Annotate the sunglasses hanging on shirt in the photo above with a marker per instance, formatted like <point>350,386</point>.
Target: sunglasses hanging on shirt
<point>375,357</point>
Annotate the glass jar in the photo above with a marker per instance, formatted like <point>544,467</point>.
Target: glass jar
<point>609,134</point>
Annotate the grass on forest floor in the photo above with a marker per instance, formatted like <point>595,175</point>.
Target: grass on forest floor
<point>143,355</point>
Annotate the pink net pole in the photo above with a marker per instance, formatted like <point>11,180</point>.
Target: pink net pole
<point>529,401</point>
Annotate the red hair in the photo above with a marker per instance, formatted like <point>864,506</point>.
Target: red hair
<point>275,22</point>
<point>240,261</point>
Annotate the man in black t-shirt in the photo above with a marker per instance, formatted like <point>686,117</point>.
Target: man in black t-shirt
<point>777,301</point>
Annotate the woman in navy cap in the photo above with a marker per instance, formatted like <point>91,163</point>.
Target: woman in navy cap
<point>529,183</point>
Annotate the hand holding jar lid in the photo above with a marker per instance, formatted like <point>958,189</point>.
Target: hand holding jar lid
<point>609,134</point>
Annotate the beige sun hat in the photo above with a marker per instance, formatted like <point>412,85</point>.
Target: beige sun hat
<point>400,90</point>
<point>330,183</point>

|---|

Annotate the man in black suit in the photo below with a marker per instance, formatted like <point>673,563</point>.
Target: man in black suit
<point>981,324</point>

|---|

> _EXERCISE GOAL_: Starting at the row containing "Annotate the red" and ending at the row containing "<point>330,183</point>", rewrite those rows with every "marker" changed to "dot", leaving everything else as is.

> _OUTPUT FOR THIS EXERCISE_:
Annotate the red hair in the photo above with a dot per instance, formatted like <point>864,506</point>.
Target: red hair
<point>275,22</point>
<point>240,261</point>
Annotate the man in black t-shirt in the photo above with a dot per instance, formatted like <point>686,117</point>.
Target: man in black t-shirt
<point>777,301</point>
Annotate the woman in navy cap in the photo above with a dot per instance, formatted like <point>91,163</point>.
Target: woman in navy cap
<point>529,183</point>
Annotate the hand holding jar lid in the photo above with a dot per instance, formatted like <point>958,189</point>.
Target: hand holding jar lid
<point>609,134</point>
Annotate the beige sun hat in the photo above with a dot per instance, formatted like <point>412,85</point>.
Target: beige sun hat
<point>400,90</point>
<point>330,183</point>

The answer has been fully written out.